## EXERCISE INSTRUCTIONS
(1) In the engineering interview post, about how long does the poster say filling out the questions might take?
(2) Pick up the engineering interview post where it stops and keep writing.

## GIVEN TEXT
────

# A Short Engineering Interview



## Shalifon (Dec 7, 2021)

Hello! I am a high school student interested in conducting a short interview related to the general engineering career of any volunteering individual(s) in this community. I am enrolled in an engineering course in my school, and am requesting this interview as part of gathering research and exploring the field of general engineering and the work-life of those employed in this field or any other engineering field! I would sincerely appreciate it if anyone could please answer these questions (they're only a few, and the whole thing might take about 7 minutes to fill out).

Background:
1. What is your name?
2. What is your specific degree?
3. What is your place of employment?
4. What is your email address? (A general work email address is preferred, not personal)

Interview Questions:

1. Please describe your engineering field.
2. What is your current job title?
3. Please describe your particular job and duties.
4. What is your average work schedule (hours)?
5. Starting with high school, describe your educational background chronologically.
6. If you had to do it over, related to your career or education, would you do anything differently?
7. What advice would you give to me as someone interested in pursuing a career path similar to yours?

────

## GIVEN ENTRIES

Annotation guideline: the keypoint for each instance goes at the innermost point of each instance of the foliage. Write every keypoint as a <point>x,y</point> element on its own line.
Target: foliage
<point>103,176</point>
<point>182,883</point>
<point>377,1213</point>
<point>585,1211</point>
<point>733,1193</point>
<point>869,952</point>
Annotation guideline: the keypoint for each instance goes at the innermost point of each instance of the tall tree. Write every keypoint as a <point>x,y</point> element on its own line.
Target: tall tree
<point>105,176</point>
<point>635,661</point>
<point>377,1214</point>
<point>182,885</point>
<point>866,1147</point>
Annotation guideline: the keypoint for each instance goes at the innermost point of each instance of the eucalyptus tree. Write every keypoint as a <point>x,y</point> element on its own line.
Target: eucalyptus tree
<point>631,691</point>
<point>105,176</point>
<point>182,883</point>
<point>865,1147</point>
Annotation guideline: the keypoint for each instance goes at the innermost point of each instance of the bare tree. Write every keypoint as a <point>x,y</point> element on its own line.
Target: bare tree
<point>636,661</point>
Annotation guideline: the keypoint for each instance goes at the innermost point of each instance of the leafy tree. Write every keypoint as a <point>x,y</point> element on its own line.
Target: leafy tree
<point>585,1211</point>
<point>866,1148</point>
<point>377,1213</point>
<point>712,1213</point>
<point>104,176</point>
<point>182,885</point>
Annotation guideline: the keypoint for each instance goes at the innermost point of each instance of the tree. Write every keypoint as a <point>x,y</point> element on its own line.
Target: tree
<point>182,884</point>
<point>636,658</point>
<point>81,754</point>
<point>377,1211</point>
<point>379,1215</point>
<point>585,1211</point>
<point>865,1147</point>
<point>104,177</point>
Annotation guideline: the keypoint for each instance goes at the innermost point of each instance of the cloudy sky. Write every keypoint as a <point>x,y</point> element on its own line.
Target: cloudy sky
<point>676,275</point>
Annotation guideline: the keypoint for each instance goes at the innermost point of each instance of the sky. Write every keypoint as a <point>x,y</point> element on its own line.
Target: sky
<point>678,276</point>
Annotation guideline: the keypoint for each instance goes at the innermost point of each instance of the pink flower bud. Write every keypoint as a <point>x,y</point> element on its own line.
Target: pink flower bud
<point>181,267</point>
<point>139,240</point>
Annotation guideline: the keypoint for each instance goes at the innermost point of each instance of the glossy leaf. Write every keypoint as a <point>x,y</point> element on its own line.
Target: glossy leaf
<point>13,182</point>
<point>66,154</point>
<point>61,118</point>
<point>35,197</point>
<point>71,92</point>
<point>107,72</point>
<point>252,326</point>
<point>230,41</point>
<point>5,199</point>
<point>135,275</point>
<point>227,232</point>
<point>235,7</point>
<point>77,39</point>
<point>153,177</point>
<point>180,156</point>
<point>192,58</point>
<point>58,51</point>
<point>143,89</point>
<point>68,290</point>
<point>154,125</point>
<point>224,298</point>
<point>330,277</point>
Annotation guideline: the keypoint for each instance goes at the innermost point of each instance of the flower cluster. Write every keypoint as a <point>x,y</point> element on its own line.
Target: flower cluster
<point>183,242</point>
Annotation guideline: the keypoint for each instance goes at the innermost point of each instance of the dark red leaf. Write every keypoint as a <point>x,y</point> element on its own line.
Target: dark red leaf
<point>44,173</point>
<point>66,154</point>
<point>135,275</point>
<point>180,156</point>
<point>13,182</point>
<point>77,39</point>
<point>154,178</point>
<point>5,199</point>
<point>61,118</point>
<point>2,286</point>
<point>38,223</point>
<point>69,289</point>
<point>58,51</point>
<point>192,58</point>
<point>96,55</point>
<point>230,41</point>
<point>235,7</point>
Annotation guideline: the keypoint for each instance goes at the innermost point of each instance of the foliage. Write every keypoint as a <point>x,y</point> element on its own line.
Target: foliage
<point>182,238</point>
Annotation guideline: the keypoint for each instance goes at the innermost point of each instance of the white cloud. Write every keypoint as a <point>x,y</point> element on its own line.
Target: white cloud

────

## SOLVED TASKS
(1) About 7 minutes.

(2)
----------



## RBHeadge PE (Dec 8, 2021)

I doubt you'll find many people on this board willing to give up personally identifiable information for your background questions. But the other questions are easy enough. I'll send a PM with answers to those last seven questions shortly.


----------



## Shalifon (Dec 8, 2021)

I see. Thank you very much for responding and for your feedback.
I just want to mention that the purpose of the background questions is to maintain authenticity for the report (absolutely none of this information will be disclosed to those that should not be seeing it). 

Although it's a bit tougher to obtain, and contrary to anonymous surveys, this survey needs a touch of individuality to reflect on a real experience(s). If you are comfortable, you can PM me the background info. so that that kind of valuable private information isn't in the eye of the public (this applies to anyone else who wishes to help and partake in the survey). Thank you once again for your response.


----------



## steel (Dec 22, 2021)

Shalifon said:


> I see. Thank you very much for responding and for your feedback.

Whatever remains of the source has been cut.